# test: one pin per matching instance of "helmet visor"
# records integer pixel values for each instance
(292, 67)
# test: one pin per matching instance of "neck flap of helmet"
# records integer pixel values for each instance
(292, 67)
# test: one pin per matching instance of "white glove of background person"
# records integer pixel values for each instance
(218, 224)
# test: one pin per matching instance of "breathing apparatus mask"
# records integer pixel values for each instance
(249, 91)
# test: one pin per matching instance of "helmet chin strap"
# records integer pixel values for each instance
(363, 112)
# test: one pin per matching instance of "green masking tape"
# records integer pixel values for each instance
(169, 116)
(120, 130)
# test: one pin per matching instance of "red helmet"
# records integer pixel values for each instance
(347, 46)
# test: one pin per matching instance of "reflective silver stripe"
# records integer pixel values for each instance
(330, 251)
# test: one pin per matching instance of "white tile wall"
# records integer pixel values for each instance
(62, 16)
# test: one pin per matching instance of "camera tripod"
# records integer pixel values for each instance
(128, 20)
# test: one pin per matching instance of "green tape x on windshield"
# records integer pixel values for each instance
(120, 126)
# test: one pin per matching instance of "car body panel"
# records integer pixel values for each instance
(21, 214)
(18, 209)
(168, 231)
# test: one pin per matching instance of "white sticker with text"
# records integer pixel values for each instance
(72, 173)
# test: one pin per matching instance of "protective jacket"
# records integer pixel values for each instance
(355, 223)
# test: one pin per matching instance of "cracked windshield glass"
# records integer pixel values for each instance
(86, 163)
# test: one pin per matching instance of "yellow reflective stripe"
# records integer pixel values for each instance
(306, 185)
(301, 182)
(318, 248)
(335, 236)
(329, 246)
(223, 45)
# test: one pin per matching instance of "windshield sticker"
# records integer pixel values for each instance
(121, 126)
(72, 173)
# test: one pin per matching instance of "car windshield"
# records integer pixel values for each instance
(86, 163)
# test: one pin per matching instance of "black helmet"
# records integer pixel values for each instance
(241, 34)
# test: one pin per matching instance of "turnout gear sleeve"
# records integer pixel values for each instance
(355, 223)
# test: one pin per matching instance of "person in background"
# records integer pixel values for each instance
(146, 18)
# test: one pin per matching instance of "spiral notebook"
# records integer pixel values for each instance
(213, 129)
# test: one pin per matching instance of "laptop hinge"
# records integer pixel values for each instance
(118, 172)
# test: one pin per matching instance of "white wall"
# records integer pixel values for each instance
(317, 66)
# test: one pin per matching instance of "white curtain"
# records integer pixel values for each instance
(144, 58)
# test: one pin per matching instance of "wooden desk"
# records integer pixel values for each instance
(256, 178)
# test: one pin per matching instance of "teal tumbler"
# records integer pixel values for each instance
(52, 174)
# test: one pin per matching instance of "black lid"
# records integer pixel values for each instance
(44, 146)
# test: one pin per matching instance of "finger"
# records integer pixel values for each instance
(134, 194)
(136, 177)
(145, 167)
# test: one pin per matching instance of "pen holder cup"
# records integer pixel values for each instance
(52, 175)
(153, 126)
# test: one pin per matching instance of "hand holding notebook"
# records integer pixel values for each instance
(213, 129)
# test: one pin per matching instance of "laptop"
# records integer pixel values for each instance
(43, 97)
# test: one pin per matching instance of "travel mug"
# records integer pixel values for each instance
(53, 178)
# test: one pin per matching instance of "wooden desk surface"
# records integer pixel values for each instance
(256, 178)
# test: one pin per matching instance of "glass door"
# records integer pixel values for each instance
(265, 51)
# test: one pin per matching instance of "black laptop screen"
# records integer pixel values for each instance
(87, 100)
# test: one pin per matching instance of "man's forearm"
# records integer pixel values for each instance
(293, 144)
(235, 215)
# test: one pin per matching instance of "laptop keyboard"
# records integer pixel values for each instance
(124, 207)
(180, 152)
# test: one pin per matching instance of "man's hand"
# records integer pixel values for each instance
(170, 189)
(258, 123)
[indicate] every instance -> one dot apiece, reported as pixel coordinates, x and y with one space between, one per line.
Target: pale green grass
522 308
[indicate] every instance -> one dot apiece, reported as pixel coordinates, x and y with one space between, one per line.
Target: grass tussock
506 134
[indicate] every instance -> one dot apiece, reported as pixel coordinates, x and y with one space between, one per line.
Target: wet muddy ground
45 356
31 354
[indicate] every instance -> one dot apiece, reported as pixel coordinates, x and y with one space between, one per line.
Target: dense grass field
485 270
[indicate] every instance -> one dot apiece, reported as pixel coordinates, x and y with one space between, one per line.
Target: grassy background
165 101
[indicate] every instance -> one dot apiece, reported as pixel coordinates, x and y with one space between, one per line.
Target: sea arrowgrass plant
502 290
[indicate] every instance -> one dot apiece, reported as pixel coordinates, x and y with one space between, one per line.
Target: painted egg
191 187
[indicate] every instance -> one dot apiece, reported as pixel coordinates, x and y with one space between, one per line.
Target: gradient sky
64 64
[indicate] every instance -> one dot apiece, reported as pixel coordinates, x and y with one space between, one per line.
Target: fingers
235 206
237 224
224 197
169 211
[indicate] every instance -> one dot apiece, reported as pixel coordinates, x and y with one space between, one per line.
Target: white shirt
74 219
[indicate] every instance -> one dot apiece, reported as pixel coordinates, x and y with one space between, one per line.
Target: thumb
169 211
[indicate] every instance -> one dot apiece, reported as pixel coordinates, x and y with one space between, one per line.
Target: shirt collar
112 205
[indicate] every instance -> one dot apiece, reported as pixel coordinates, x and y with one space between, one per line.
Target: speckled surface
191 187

- [EXERCISE GOAL]: From the data above, copy out every line that contains the string "shirt". Case counts, so a line matches only if the capitals and small letters are the same.

- [RESULT OF THE EXERCISE]:
Target: white shirt
Target: shirt collar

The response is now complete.